#### Objective:
Return in full every row below that contains the word "concrete". Case matters.
Start of Records supplied
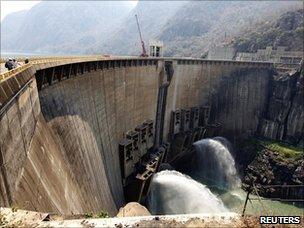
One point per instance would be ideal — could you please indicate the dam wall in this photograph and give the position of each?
End of Records supplied
Start of Records supplied
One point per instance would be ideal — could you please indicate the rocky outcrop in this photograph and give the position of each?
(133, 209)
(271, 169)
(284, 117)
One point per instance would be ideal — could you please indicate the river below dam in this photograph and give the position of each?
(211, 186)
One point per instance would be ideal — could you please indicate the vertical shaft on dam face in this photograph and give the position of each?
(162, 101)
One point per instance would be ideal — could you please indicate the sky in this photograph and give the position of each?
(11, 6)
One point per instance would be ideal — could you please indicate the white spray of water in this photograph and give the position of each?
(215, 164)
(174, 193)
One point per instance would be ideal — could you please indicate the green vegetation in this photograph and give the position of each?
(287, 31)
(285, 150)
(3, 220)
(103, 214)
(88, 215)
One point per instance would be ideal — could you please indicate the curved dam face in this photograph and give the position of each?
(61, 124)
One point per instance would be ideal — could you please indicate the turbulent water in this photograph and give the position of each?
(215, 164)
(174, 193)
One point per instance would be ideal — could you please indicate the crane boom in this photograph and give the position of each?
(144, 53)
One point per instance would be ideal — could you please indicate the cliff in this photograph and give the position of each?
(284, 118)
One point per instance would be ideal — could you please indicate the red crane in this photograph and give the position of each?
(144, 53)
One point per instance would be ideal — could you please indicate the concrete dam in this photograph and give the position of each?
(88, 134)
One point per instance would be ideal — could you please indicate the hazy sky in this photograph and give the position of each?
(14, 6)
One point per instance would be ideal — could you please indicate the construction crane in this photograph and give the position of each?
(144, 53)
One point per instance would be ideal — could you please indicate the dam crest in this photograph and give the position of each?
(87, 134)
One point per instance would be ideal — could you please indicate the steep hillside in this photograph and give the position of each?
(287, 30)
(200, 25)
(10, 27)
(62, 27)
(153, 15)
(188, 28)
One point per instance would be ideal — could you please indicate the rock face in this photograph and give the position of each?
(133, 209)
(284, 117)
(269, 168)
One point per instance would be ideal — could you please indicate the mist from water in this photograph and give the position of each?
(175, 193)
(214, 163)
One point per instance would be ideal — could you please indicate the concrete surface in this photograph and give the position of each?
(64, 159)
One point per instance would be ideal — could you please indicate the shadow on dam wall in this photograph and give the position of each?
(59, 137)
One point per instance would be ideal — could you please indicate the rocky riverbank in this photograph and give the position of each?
End of Records supplied
Start of Records supplied
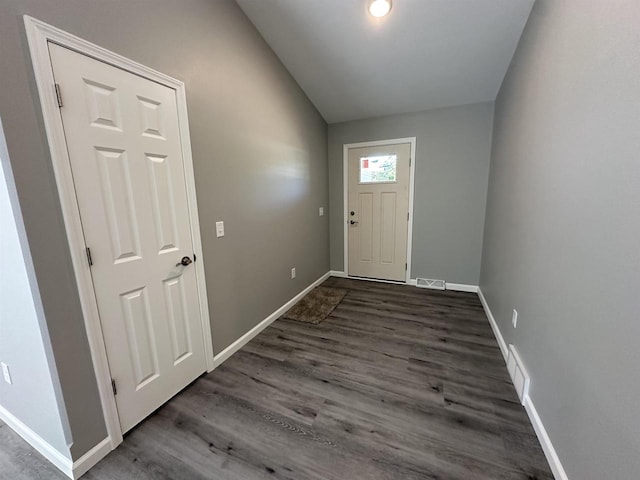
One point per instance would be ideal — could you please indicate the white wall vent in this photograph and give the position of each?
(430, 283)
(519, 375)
End of Records supplied
#### Written answer:
One point per instance would be ideal — could you please indicate the concrete dam in this photograph and give the position of each?
One point per instance would be ideal — could you please indicate the concrete surface in this photograph and give the position of each?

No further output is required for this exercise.